What this task involves = Rewrite the material below from the line containing "photo. Category: ground" through the end, keeping every line, and multiply each coordinate in the answers by 1.4, rounding to whole numbers with halves rounded up. Leave all other text and numbers as they are.

Entries supplied =
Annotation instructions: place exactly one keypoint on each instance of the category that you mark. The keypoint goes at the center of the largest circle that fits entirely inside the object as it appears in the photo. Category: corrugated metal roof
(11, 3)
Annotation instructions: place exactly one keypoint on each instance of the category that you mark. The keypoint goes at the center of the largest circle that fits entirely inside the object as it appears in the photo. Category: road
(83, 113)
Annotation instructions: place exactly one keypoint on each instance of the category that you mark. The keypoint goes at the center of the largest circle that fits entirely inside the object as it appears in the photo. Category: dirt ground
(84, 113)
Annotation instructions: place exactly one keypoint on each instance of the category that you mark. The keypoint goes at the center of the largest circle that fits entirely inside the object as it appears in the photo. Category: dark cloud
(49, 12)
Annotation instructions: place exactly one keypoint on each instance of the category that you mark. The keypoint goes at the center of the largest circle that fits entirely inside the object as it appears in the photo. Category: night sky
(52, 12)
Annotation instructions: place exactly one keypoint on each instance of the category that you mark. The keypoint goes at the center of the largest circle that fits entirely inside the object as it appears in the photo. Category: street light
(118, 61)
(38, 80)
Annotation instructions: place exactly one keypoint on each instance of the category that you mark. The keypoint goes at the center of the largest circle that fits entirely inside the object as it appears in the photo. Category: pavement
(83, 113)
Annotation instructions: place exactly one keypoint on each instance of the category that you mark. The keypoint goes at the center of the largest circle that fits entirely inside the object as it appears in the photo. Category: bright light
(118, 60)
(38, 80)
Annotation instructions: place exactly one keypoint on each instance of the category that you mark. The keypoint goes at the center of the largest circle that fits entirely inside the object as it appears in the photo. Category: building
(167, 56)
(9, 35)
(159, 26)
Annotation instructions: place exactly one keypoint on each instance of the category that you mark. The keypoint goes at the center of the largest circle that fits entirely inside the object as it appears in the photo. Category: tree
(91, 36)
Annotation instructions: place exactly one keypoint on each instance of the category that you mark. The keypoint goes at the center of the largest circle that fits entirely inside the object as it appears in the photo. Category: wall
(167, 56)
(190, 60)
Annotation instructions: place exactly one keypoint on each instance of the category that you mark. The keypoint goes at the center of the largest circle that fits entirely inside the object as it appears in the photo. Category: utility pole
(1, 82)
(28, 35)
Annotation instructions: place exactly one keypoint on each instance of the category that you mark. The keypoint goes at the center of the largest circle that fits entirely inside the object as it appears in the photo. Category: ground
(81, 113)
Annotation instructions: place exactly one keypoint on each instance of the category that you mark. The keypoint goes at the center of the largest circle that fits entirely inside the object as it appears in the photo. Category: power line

Response to this task =
Annotation instructions: place exactly one keypoint on each instance of the category that you mark. The keypoint goes at the center of the largest circle that fits entirely inside the object as it appears in the photo. Category: ground
(113, 158)
Annotation instructions: place exactly one keypoint on each instance of the category that you mark. The keypoint goes at the center of the largest circle that fits entirely inside the object as it appears in the photo. Category: power line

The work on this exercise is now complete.